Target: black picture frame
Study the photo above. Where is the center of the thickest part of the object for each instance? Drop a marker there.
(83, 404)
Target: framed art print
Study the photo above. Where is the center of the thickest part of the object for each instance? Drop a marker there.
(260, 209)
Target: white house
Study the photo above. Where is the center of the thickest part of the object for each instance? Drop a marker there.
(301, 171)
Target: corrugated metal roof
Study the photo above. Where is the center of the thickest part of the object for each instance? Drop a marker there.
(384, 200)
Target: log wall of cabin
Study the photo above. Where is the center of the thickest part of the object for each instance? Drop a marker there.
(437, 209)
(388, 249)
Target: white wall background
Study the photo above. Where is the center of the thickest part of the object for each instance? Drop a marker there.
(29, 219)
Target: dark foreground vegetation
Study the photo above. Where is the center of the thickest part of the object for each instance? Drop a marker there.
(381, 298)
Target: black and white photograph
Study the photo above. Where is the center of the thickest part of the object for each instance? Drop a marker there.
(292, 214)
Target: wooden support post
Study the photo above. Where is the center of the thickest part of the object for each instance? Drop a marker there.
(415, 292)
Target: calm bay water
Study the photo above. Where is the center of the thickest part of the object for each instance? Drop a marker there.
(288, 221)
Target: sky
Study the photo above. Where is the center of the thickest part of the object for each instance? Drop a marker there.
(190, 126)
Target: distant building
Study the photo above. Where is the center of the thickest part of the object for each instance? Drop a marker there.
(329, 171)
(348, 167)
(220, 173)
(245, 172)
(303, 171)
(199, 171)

■ ■ ■

Output the whole of the material above, exactly.

SOLUTION TO THIS EXERCISE -
Target: black picture frame
Study the photo above. Where is the center of the thickest part of the object for each instance? Drop a marker there.
(83, 404)
Target: framed art print
Study the photo above. Where is the center of the thickest part of the object for each instance? Drop a marker there.
(260, 209)
Target: white house
Study the photo above. Where is the center of the thickest part of the object for each instance? Drop a marker there.
(301, 171)
Target: corrugated metal roof
Study the photo above. Where is the center of the thickest part of the object for each instance? Drop a marker there.
(384, 200)
Target: log wall of cabin
Study the photo above. Where is the center of the thickest part of the object for each instance? Drop a marker there.
(437, 209)
(388, 249)
Target: white wall background
Study the photo above. Where is the center of the thickest part of the object for each instance? Drop a marker there.
(29, 219)
Target: dark foreground vegetation
Study the photo above. Where is the center of the thickest part of the object for each instance? Drop a marker there.
(381, 298)
Target: black and white photograph
Study the photo above. Where is the center of the thickest part of the object for each instance? Drop a marker there.
(292, 214)
Target: wooden support post
Study the photo above. Where is the center of the thickest part of the object for each instance? Drop a marker there.
(415, 292)
Target: calm bay water
Study the photo above. Where is the center of the thickest part of the object for each instance? Drop a marker there.
(288, 221)
Target: sky
Study the photo above. Where is the center of the thickest part of the object for each instance? Drop a marker there.
(190, 126)
Target: distant building
Study the photo above. Where is the center of the thickest part of the object for each instance? Drop a marker there.
(329, 171)
(348, 167)
(220, 173)
(245, 172)
(303, 171)
(199, 171)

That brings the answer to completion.